Excerpted passage -
Section : BOOK WORLD
Issue Date : 10 / 1986  5,352 Words
Author : Bernard Rodgers

       THE BOURGEOIS EXPERIENCE
       Victoria to Freud Volume I
        - The Education of the Senses
       Peter Gay
       New York University Press, 1984
       534 pp., $25.00
       
       THE BOURGEOIS EXPERIENCE
       Victoria to Freud Volume II
        - The Tender Passion
       Peter Gay
       New York Oxford University Press, 1986
       490 pp., $24.95
       
       FREUD FOR HISTORIANS
       Peter Gay
       New York, Oxford University Press, 1985
       252 pp., $17.95
       
        The dusty family portrait of the nineteenth-century bourgeois stored in most of our intellectual attics is the collaborative effort of nearly a hundred years of angry masters. Goethe, Byron, Shelley, and the other romantics sketched its outlines; Austen, Stendhal, Flaubert, Tolstoy, and the other nineteenth-century novelists filled in its details; Nietzsche, Marx, and Freud reshaped its composition with bold strokes; Pound, Eliot, Joyce, Mann, Proust, and their modernist contemporaries added the final touches. And since their time it has remained in place, largely undisturbed, its accuracy seldom questioned. Peter Gay has had the audacity not only to pull the portrait out, dust it off, and view it anew, but to suggest that it's really a caricature.

Data shown -

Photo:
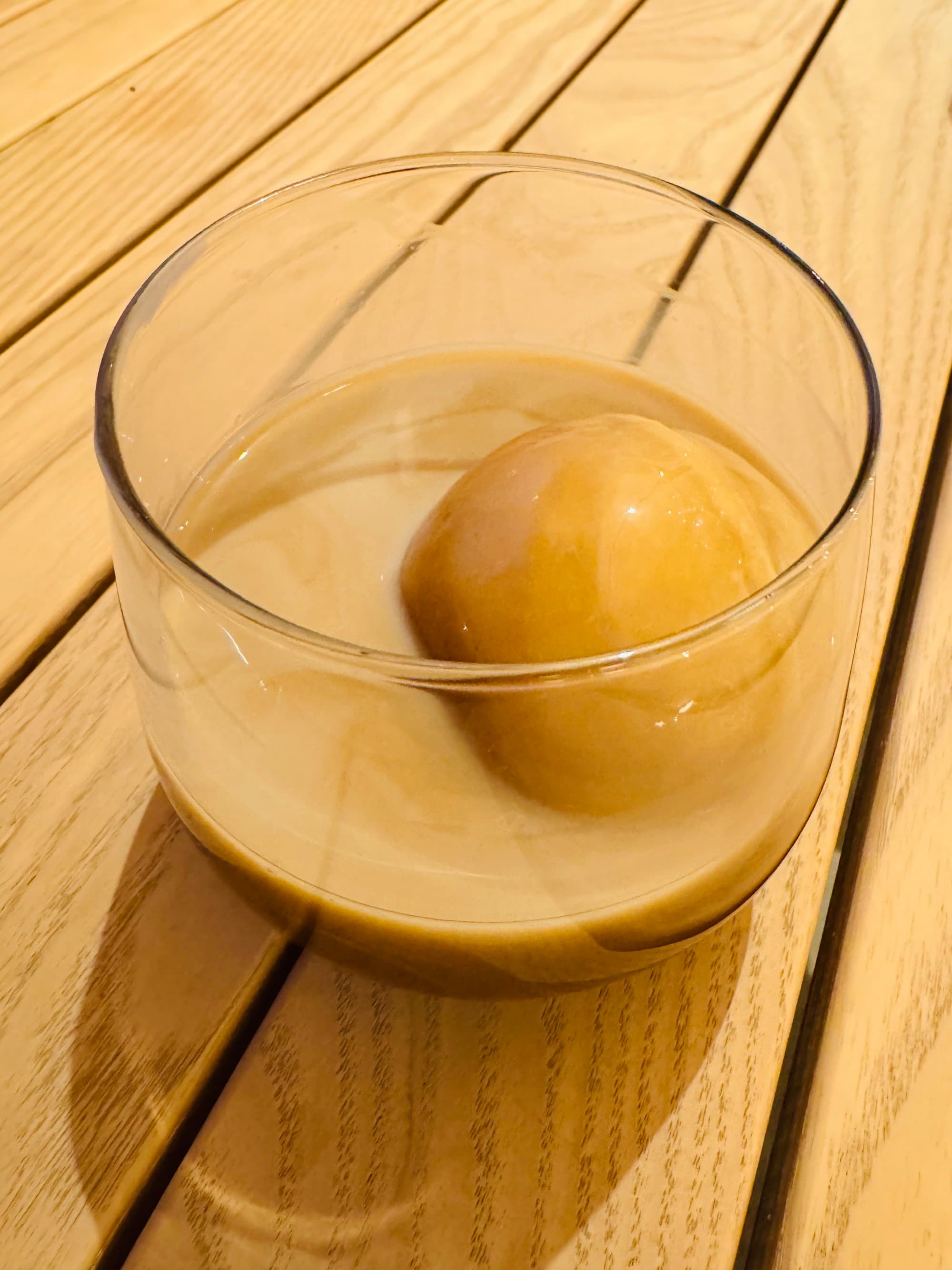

What you need to do -
1. In the review of Peter Gay's books, what does Gay suggest the family portrait of the nineteenth-century bourgeois really is?
2. Carry the review of Peter Gay's books forward, starting right after its final sentence.
These lines have no connection to the review of Peter Gay's books.

Task-by-task outputs -
1. A caricature.

2.
       
        The bourgeois of the inherited portrait are certainly a sorry lot: morally hypocritical, sexually repressed, socially rigid, economically parasitic, artistically philistine. To challenge the accuracy of this familiar view, to attempt to rehabilitate their reputation - even a little - is ambitious. To do so in a study that is also meant as a full-scale demonstration of a controversial historical method is even more ambitious. But to succeed in this without falling into the trap of a simple revisionism in which all that seemed black is now revealed to have been white is to make a major contribution both to our understanding of nineteenth-century culture and to historical method.
       
        In the first two of the six projected volumes of his The Bourgeois Experience: Victoria to Freud - The Education of the Senses and The Tender Passion - Peter Gay has, in fact, largely succeeded. Magisterial in its conception, impressive in its execution, The Bourgeois Experience promises to be a landmark in our age's historical study, comparable in its own way to Fernand Braudel's Civilization and Capitalism 15th - 18th Century and Emmanuel Le Roy Ladurie's Les Paysans de Languedoc. It will also be, I suspect, the consummate work of one of America's most distinguished intellectual historians.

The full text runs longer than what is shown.